-- START SOURCE MATERIAL --
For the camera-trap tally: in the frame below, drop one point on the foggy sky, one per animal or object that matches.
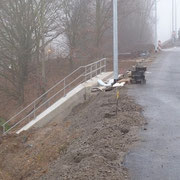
(165, 19)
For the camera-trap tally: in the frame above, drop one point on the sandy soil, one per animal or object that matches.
(89, 144)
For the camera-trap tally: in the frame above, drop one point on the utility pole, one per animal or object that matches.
(156, 30)
(115, 39)
(176, 18)
(172, 16)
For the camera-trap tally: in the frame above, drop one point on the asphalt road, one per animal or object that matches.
(157, 156)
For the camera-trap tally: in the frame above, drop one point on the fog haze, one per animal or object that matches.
(165, 19)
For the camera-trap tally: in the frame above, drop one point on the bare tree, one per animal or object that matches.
(26, 28)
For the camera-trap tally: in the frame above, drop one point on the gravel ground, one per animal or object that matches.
(89, 144)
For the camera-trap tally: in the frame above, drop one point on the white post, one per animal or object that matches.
(115, 37)
(156, 28)
(172, 16)
(176, 18)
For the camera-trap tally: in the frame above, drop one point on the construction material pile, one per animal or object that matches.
(138, 75)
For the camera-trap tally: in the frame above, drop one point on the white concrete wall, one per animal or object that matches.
(63, 107)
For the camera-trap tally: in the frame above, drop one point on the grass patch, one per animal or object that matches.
(2, 121)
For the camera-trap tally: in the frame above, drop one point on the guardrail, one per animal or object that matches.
(30, 112)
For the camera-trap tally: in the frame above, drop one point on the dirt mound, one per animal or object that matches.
(88, 144)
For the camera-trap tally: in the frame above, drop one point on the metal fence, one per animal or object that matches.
(30, 112)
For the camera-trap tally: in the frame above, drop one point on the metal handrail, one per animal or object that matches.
(85, 73)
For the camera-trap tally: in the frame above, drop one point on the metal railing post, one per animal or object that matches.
(85, 72)
(64, 87)
(96, 69)
(105, 64)
(34, 113)
(91, 72)
(4, 129)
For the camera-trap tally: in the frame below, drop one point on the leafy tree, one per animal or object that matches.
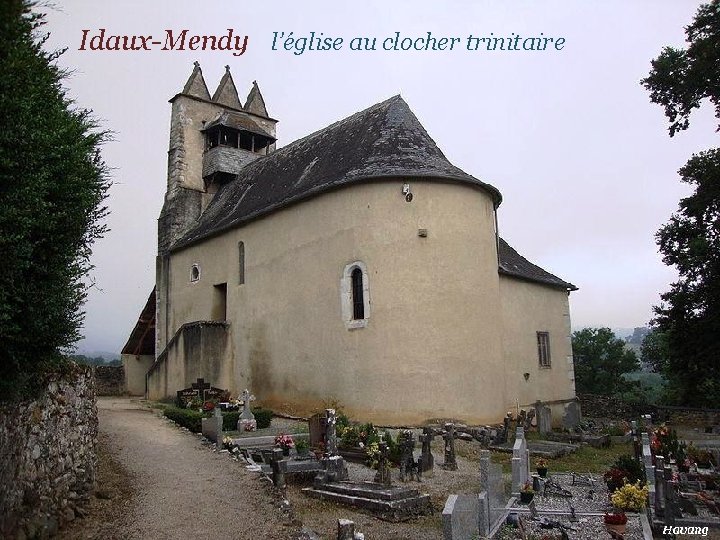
(52, 187)
(601, 359)
(654, 350)
(689, 315)
(681, 78)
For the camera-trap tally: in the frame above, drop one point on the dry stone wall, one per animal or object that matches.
(48, 456)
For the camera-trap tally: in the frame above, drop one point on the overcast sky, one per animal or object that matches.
(587, 170)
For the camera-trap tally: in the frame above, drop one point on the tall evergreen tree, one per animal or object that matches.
(52, 187)
(689, 315)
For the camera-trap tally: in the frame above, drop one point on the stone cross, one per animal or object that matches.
(528, 419)
(485, 470)
(450, 461)
(502, 436)
(279, 467)
(544, 416)
(247, 411)
(331, 434)
(427, 459)
(383, 474)
(659, 482)
(520, 462)
(201, 386)
(671, 510)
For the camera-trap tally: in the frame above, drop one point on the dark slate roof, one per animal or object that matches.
(142, 338)
(383, 141)
(511, 263)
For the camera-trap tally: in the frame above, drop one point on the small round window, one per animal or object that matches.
(195, 272)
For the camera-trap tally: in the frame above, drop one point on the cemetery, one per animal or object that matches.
(526, 478)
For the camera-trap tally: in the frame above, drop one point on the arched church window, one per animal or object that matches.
(355, 295)
(241, 263)
(358, 307)
(195, 272)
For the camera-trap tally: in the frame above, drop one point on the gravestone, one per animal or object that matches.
(544, 416)
(460, 517)
(408, 467)
(502, 434)
(427, 461)
(212, 427)
(200, 390)
(383, 475)
(449, 436)
(647, 461)
(520, 462)
(571, 416)
(330, 433)
(346, 531)
(317, 426)
(529, 420)
(247, 421)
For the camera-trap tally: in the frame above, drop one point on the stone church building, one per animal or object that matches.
(356, 266)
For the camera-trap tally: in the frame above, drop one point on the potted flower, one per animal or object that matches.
(302, 446)
(526, 493)
(285, 442)
(541, 465)
(616, 521)
(631, 497)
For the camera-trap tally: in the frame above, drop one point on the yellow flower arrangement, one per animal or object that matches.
(630, 497)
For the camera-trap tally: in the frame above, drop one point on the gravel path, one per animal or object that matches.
(182, 489)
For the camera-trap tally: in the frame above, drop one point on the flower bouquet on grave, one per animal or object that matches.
(631, 497)
(541, 465)
(229, 445)
(526, 493)
(285, 442)
(208, 406)
(302, 446)
(615, 521)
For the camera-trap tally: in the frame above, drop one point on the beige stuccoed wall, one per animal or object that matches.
(528, 308)
(432, 347)
(136, 366)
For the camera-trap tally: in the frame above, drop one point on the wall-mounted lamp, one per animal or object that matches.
(407, 192)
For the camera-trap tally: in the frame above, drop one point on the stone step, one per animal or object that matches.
(371, 490)
(393, 510)
(264, 441)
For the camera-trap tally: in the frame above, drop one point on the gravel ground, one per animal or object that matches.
(179, 488)
(157, 481)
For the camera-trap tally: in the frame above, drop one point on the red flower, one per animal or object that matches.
(618, 518)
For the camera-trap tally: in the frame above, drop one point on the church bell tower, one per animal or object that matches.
(211, 140)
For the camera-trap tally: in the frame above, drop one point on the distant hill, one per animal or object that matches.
(105, 355)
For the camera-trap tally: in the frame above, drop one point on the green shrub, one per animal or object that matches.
(187, 418)
(632, 468)
(230, 420)
(393, 447)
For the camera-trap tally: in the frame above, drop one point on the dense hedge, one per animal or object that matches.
(192, 419)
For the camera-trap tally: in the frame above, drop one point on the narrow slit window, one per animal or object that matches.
(357, 295)
(241, 263)
(543, 349)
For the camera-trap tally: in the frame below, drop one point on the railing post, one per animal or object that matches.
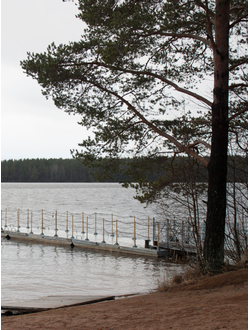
(86, 239)
(18, 221)
(67, 222)
(168, 233)
(42, 224)
(148, 228)
(158, 240)
(28, 219)
(103, 241)
(31, 232)
(95, 233)
(56, 224)
(5, 218)
(153, 229)
(116, 232)
(134, 234)
(83, 223)
(72, 227)
(112, 232)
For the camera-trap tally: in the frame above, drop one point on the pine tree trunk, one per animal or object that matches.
(217, 167)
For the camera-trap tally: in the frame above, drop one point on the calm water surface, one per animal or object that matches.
(32, 270)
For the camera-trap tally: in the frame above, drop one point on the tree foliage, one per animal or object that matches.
(153, 78)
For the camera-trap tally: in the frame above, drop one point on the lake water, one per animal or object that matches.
(32, 270)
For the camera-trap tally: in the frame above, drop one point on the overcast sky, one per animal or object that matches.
(31, 126)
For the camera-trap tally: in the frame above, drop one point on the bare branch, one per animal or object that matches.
(238, 113)
(238, 21)
(231, 87)
(238, 64)
(207, 145)
(152, 126)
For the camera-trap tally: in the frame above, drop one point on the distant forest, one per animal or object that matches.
(72, 170)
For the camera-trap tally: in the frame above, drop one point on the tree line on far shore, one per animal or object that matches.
(72, 170)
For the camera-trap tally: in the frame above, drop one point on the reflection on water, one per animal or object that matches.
(31, 271)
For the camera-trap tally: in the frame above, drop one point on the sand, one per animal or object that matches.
(217, 302)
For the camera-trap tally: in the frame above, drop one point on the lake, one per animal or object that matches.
(32, 270)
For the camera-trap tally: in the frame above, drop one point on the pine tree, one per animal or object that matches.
(130, 74)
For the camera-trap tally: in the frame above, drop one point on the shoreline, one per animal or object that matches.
(220, 301)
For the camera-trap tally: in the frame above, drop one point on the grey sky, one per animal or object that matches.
(31, 126)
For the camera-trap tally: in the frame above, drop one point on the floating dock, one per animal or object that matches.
(72, 242)
(52, 302)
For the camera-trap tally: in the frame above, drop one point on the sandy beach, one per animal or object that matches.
(217, 302)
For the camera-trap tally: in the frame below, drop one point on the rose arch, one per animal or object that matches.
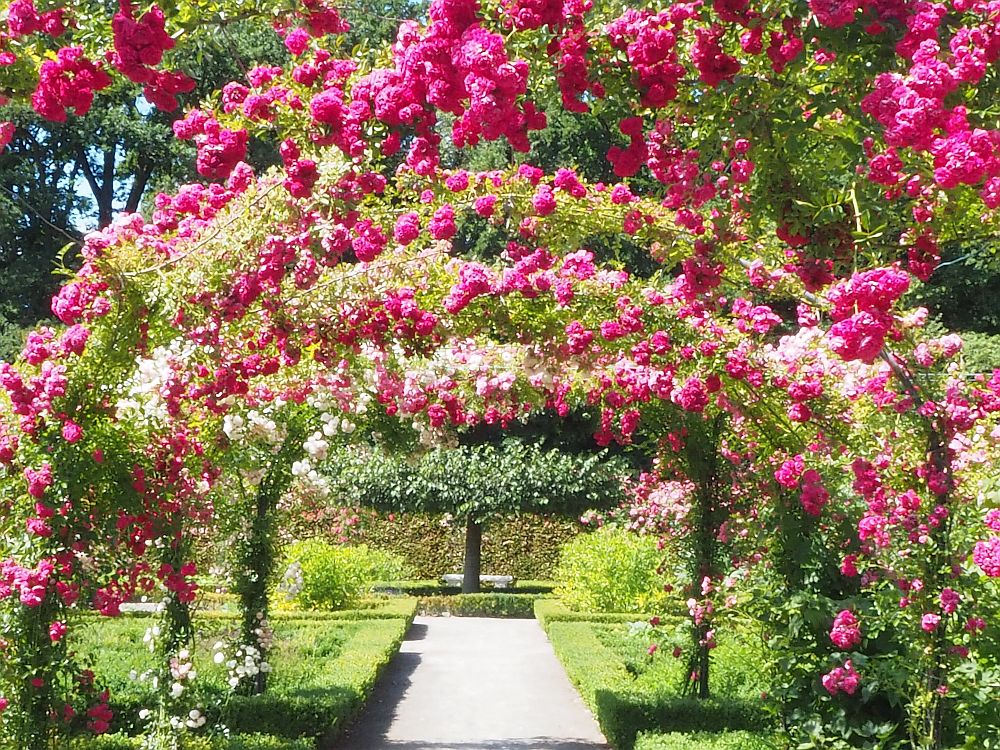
(790, 194)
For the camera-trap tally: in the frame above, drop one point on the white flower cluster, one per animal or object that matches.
(181, 673)
(144, 400)
(247, 662)
(303, 471)
(332, 399)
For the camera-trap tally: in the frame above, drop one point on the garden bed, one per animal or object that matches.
(631, 690)
(325, 667)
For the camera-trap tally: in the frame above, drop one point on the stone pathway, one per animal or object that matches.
(475, 683)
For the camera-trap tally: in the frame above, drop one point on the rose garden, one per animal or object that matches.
(625, 297)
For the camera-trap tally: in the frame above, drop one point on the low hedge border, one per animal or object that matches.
(623, 710)
(434, 587)
(479, 605)
(241, 742)
(548, 611)
(379, 608)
-- END SOURCE MATERIAL --
- DIRECTIONS -
The lines to be quoted run from the line containing "pine tree, one" through the end of the entries above, both included; quote them exactly and leave out any pictures.

- ANSWER FOR THIS EXERCISE -
For the camera-trap tally: in the frame above, drop one point on the pine tree, one per animal or object that matches.
(130, 74)
For the camera-trap tally: in the frame above, drop one point on the shoreline, one per animal or object that matches.
(220, 301)
For the camera-trap tally: in the frame above, drop one point on the grey sky, one per animal or object that matches.
(31, 126)
For the camera-trap tally: in the frame above, drop one point on the floating dock, one per animal or object that matches.
(72, 242)
(52, 302)
For the camera-trap tally: in the frame above, drop one point on the sandy beach, one per animal or object that matches.
(217, 302)
For the camera-trap tally: in the frame below, drop one point on the rose arch, one per animal or object that matches.
(790, 194)
For the camera-trap tally: in the frame above, drop one point on the white flower cluster, one per animal or object that matches.
(181, 673)
(144, 400)
(247, 662)
(303, 471)
(332, 399)
For the camera-trap tally: in the frame above, drop one point on the garden bed, one per animal or object that matches.
(631, 690)
(325, 667)
For the camera-trap tally: in the frame above, drop one point on the stone pathway, one per animal or object that matches.
(475, 683)
For the camera-trap tally: in the frame above, drop one point on the rose garden, one per animal or object that matches.
(625, 297)
For the camera-trap tally: in the frame above, drop one point on the low hedge border, one per animal or object that matches.
(623, 710)
(434, 587)
(479, 605)
(241, 742)
(548, 611)
(379, 608)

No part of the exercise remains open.